» **Selection**:
══════════

Underwater Sequence Employed Large-Format Digital Cameras for Flexibility, Quality in VFX-Heavy Shots
Camera buffs will have their first chance to check out footage from the ARRI Alexa 65 in the real world this weekend, when an underwater sequence captured with the new large-format camera system hits movie theater screens as part of Mission: Impossible — Rogue Nation.
Cinematographer Robert Elswit, ASC, and underwater DP Pete Romano, ASC, shot scenes in an underwater tank at Warner Bros. studios in Leavesden, U.K. The main reason for bringing out the big guns was that the scene's background would be replaced in post. The higher-resolution image meant higher quality plates for the VFX team to work on—including the ability to severely crop the image and still end up with a picture that matched well with the 35mm camera negative for the rest of the film.
"We felt very privileged and excited to use the Alexa 65 on Rogue Nation," said the film's VFX supervisor, David Vickery, in a statement provided by ARRI. "In post-production, the large-format images we captured on the 28mm and 35mm Prime 65 wide-angle lenses gave Double Negative the flexibility to push in up to 280% on the frame and still extract a sharp 2K plate, which we then treated to look like the anamorphic film stock that the rest of Rogue Nation had been shot on."

══════════

» **Extracted records**:
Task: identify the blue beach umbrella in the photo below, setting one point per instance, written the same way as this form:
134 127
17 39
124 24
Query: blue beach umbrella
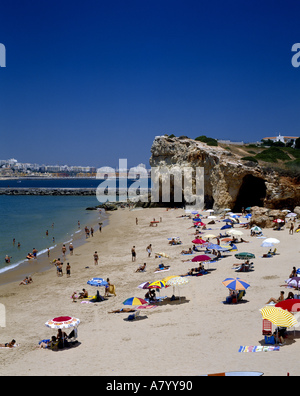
235 284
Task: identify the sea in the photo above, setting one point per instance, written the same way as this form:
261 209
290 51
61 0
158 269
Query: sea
42 222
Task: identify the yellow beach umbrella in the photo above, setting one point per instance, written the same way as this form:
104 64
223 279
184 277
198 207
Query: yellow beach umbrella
278 316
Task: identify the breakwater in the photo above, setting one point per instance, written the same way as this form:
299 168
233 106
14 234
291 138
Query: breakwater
47 191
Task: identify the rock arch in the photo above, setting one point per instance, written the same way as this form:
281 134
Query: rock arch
252 193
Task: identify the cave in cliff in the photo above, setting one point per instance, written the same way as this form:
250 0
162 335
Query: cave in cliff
252 193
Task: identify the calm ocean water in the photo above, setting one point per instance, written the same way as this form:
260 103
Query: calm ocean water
27 218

══════════

» **Instruction**:
From the article on filming the Rogue Nation underwater sequence, extract the passage starting with "Cinematographer Robert Elswit, ASC, and" and going on through "of the film.".

» **Correct answer**:
Cinematographer Robert Elswit, ASC, and underwater DP Pete Romano, ASC, shot scenes in an underwater tank at Warner Bros. studios in Leavesden, U.K. The main reason for bringing out the big guns was that the scene's background would be replaced in post. The higher-resolution image meant higher quality plates for the VFX team to work on—including the ability to severely crop the image and still end up with a picture that matched well with the 35mm camera negative for the rest of the film.